Matlab PDF testing for integers only

10 views (last 30 days)
ThB on 4 Mar 2017
Answered: Jeff Miller on 1 Mar 2018
I am currently trying to do a statistical analysis on a dataset which I have. The data ("Speed") contains approximately 8000 data points, integers only. I also created a duplicate of the data ("SpeedWeibull") without any zero entries for a weibull distribution. I then implement the following code to get a number of different distributions:
%Fit Weibull Rayleigh and Generalized extreme value Distribution
pdWeibull = fitdist(SpeedWeibull,'Weibull');
pdRayleigh = fitdist(Speed,'Rayleigh');
pdGEV= fitdist(Speed,'GeneralizedExtremeValue');
%Estimate distribution parameters
phatWeibull = mle(SpeedWeibull,'distribution','Weibull');
phatGEV = mle(Speed,'distribution','GeneralizedExtremeValue');
phatRayleigh = mle(Speed,'distribution','Rayleigh');
This is the visually best fitting distribution: However, when I then go ahead and try to test the goodness of fit, I get terrible results despite the distributions fitting reasonably well! I noticed that when I generate random data according to one of my distributions and then run the tests, I get very good agreement. This seems to be due to the fact that the actual data only contains integers. Even when I change my chi test so it now has 23 bins for example, I still get poor agreement. Could somebody help with this?

=== Given task 1 ===
Copy the Matlab forum thread on goodness-of-fit testing for integer data in full, word for word.
=== Given task 2 ===
Repeat every line of the listing below verbatim, from the first line to the last.

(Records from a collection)

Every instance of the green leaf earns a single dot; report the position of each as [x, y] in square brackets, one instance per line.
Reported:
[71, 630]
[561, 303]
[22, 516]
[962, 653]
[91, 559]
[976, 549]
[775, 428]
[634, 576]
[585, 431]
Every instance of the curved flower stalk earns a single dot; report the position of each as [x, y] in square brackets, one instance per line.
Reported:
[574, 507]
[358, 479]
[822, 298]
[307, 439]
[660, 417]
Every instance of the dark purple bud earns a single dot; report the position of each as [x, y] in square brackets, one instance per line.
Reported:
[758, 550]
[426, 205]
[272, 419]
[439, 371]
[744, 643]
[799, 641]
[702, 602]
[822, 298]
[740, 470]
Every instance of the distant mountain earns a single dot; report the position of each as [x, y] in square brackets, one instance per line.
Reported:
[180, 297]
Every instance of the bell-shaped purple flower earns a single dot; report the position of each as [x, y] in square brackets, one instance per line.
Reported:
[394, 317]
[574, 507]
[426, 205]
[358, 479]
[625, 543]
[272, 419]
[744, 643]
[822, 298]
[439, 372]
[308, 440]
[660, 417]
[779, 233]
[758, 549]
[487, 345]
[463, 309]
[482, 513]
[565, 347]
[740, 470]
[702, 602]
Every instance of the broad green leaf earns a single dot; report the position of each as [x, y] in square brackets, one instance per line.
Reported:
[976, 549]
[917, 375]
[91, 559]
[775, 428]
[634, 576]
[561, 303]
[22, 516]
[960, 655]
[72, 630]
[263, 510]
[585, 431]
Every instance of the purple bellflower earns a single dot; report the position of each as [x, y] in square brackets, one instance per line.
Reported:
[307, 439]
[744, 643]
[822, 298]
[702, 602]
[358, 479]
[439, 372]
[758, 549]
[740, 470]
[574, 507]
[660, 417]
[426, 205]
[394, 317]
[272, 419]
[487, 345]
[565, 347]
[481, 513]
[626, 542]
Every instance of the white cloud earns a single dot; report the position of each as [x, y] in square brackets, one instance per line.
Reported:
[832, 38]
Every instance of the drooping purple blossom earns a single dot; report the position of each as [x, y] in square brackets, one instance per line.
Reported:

=== Written solution 1 ===
Matlab PDF testing for integers only

10 views (last 30 days)
ThB on 4 Mar 2017
Answered: Jeff Miller on 1 Mar 2018
I am currently trying to do a statistical analysis on a dataset which I have. The data ("Speed") contains approximately 8000 data points, integers only. I also created a duplicate of the data ("SpeedWeibull") without any zero entries for a weibull distribution. I then implement the following code to get a number of different distributions:
%Fit Weibull Rayleigh and Generalized extreme value Distribution
pdWeibull = fitdist(SpeedWeibull,'Weibull');
pdRayleigh = fitdist(Speed,'Rayleigh');
pdGEV= fitdist(Speed,'GeneralizedExtremeValue');
%Estimate distribution parameters
phatWeibull = mle(SpeedWeibull,'distribution','Weibull');
phatGEV = mle(Speed,'distribution','GeneralizedExtremeValue');
phatRayleigh = mle(Speed,'distribution','Rayleigh');
This is the visually best fitting distribution: However, when I then go ahead and try to test the goodness of fit, I get terrible results despite the distributions fitting reasonably well! I noticed that when I generate random data according to one of my distributions and then run the tests, I get very good agreement. This seems to be due to the fact that the actual data only contains integers. Even when I change my chi test so it now has 23 bins for example, I still get poor agreement. Could somebody help with this?

=== Written solution 2 ===
Every instance of the green leaf earns a single dot; report the position of each as [x, y] in square brackets, one instance per line.
Reported:
[71, 630]
[561, 303]
[22, 516]
[962, 653]
[91, 559]
[976, 549]
[775, 428]
[634, 576]
[585, 431]
Every instance of the curved flower stalk earns a single dot; report the position of each as [x, y] in square brackets, one instance per line.
Reported:
[574, 507]
[358, 479]
[822, 298]
[307, 439]
[660, 417]
Every instance of the dark purple bud earns a single dot; report the position of each as [x, y] in square brackets, one instance per line.
Reported:
[758, 550]
[426, 205]
[272, 419]
[439, 371]
[744, 643]
[799, 641]
[702, 602]
[822, 298]
[740, 470]
Every instance of the distant mountain earns a single dot; report the position of each as [x, y] in square brackets, one instance per line.
Reported:
[180, 297]
Every instance of the bell-shaped purple flower earns a single dot; report the position of each as [x, y] in square brackets, one instance per line.
Reported:
[394, 317]
[574, 507]
[426, 205]
[358, 479]
[625, 543]
[272, 419]
[744, 643]
[822, 298]
[439, 372]
[308, 440]
[660, 417]
[779, 233]
[758, 549]
[487, 345]
[463, 309]
[482, 513]
[565, 347]
[740, 470]
[702, 602]
Every instance of the broad green leaf earns a single dot; report the position of each as [x, y] in square brackets, one instance per line.
Reported:
[976, 549]
[917, 375]
[91, 559]
[775, 428]
[634, 576]
[561, 303]
[22, 516]
[960, 655]
[72, 630]
[263, 510]
[585, 431]
Every instance of the purple bellflower earns a single dot; report the position of each as [x, y] in square brackets, one instance per line.
Reported:
[307, 439]
[744, 643]
[822, 298]
[702, 602]
[358, 479]
[439, 372]
[758, 549]
[740, 470]
[574, 507]
[660, 417]
[426, 205]
[394, 317]
[272, 419]
[487, 345]
[565, 347]
[481, 513]
[626, 542]
Every instance of the white cloud earns a single dot; report the position of each as [x, y] in square brackets, one instance per line.
Reported:
[832, 38]
Every instance of the drooping purple blossom earns a single dot; report the position of each as [x, y] in square brackets, one instance per line.
Reported:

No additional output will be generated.